Instrução →
Escreva a continuação do diário de reflexões pessoais a partir da última frase apresentada.

O meu país é um aeroporto. Qualquer aeroporto, em qualquer país. Como não sei onde nasci nem onde pertenço, estar de passagem é a forma de ser que melhor vai comigo. Vejo as pessoas e as coisas de relance, analiso-as, evito confrontos, prossigo o meu rumo. Num aeroporto nunca me apanham.

sábado, janeiro 16, 2010

Estamos sempre a começar de novo. Todos os anos, todos os dias, a toda a hora. E assim vamos envelhecendo. Mas ser lembrado como alguém que se deixa sucumbir ao peso da idade não é a mais exultante das experiências. É quando se atinge uma razoável acumulação de anos que mais se justifica encetar nova caminhada…

sexta-feira, janeiro 15, 2010

Não há pior literatura do que a daqueles que escrevem com a convicção de que merecem ser lidos, porque ocupam boa parte do tempo com a preocupação de agradar. Toda e qualquer literatura deve ter a realização pessoal como único fim. Se eu for feliz, estarei em melhores condições de contribuir para o bem dos outros.

quinta-feira, janeiro 14, 2010

É tal a solidão em que vivemos no cosmos, tal a ausência de sentido do que nos rodeia, tal o vazio das pessoas e das coisas, que fomos ao ponto de inventar Deus como instrumento de combate ao desespero de não termos interlocutor para as nossas dúvidas e angústias. Deus, essa prova suprema da inteligência humana.

quarta-feira, janeiro 13, 2010

Enquanto aqui escrevo… há quem esteja a fazer compras, a dar aulas, a discutir assuntos domésticos, a cortar relva de jardins, a jogar futebol, a tratar de doentes, a condenar em tribunais, a matar em guerras, a perseguir por motivos de ódio, a tomar café em esplanadas, a conduzir carros, a analisar contabilidades, a pintar, a esculpir, a compor. Enquanto aqui escrevo…

terça-feira, janeiro 12, 2010

Resguardo-me num canto a beber café, como se estivesse frio e eu não pudesse deixar de me aquecer, e observo o movimento matinal em meu redor. Não quero ver quem passa, nem porque passa, nem como passa. Não preciso. Basta-me ouvir o ruído vago das máquinas, o retinir dos objectos pessoais, o abrir e fechar de portas, as vozes organizando-se no caos das horas…

segunda-feira, janeiro 11, 2010

Quando vou na estrada e sei que LMP me espera, a viagem tem sentido, tem dimensão, tem ritmo e fundo. Mas quando LMP está em Toulouse e eu não, quando sei que não terei hipóteses de chegar à sua porta em poucos minutos, simplesmente deixo-me conduzir pelo carro numa navegação sem destino da qual só me salvo com Chet Baker e a sua trompete de árvore enlouquecida na paisagem…

domingo, janeiro 10, 2010

Os barcos, os romances, e a nossa forma de partir com eles. A mesma névoa, a mesma incerteza, a mesma esperança. Espécie de candura suspensa no horizonte das cidades em busca de água. Quantas vezes interroguei o sonho que faltava, o desejo que se erguia sem força de palavras. Prossigo o caminho com noção de nada. Sei o que me espera acontecer.

Material →
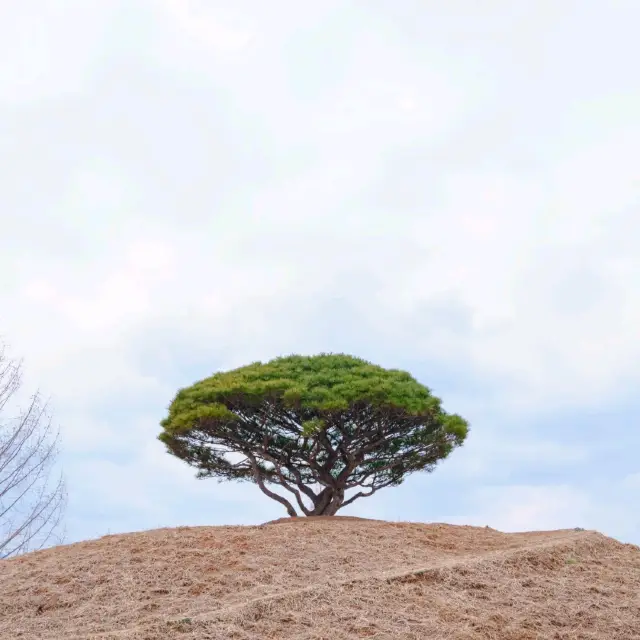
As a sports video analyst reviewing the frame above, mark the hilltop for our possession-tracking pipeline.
[0,517,640,640]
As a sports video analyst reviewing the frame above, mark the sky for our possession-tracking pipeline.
[0,0,640,543]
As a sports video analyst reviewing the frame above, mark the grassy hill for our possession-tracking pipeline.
[0,517,640,640]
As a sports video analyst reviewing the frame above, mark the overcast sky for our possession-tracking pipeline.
[0,0,640,543]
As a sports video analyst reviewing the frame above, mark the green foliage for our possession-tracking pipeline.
[159,354,468,513]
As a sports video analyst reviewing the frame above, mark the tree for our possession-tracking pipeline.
[0,347,66,559]
[159,354,468,517]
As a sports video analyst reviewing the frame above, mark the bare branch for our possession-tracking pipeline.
[243,451,298,518]
[0,347,66,558]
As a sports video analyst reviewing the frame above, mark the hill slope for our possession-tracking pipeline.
[0,517,640,640]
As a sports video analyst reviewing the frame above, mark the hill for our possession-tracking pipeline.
[0,517,640,640]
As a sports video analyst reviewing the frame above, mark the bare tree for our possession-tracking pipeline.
[0,345,67,559]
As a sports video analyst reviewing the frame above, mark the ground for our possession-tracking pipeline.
[0,516,640,640]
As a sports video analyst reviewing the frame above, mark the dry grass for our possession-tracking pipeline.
[0,517,640,640]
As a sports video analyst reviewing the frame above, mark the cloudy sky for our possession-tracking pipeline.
[0,0,640,543]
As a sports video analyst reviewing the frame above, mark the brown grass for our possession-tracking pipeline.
[0,517,640,640]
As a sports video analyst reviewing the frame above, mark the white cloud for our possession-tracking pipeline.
[163,0,254,52]
[0,0,640,544]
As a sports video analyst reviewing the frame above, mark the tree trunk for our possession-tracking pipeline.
[309,487,344,516]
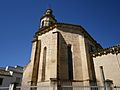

Resposta →
sábado, janeiro 09, 2010

O piano tocava e tocava, quase às lágrimas, enquanto JFH dizia alto e bom som que se consolara a comer em Lisboa quando semanas antes lá estivera. “Comi coelho que foi um regalo! Tanto coelho comi, abençoado Deus! Que saudades tenho daquelas pratadas santas!” E o piano sempre tocando, tocando, devorando paredes, sentimentos, ecos de palavras…

sexta-feira, janeiro 08, 2010

“Estou com uma depressão enorme”, disse VEG, sorrindo com a sua boca rasgada e olhando atentamente na minha direcção para ver como eu reagia. “Uma depressão mesmo”, acentuou, com o objectivo de preencher o silêncio gerado pela hesitação da minha surpresa. E quando eu ainda estudava os contornos da resposta que lhe daria, acrescentou, sorrindo sempre: “Já estou assim há muito tempo…”.

quinta-feira, janeiro 07, 2010

Os navios deslizam lentos nas ruas de Ponta Delgada como elefantes de papel corroendo as fachadas das casas sorumbáticas. É meio-dia e não se ouve um ramo de árvore ondulando na brisa. Faço sinal a alguém para saber o que se passa, mas a resposta não vem. Paro a olhar uma montra e vejo-me subindo o tempo da rua António José de Almeida com a juventude de súbito no corpo.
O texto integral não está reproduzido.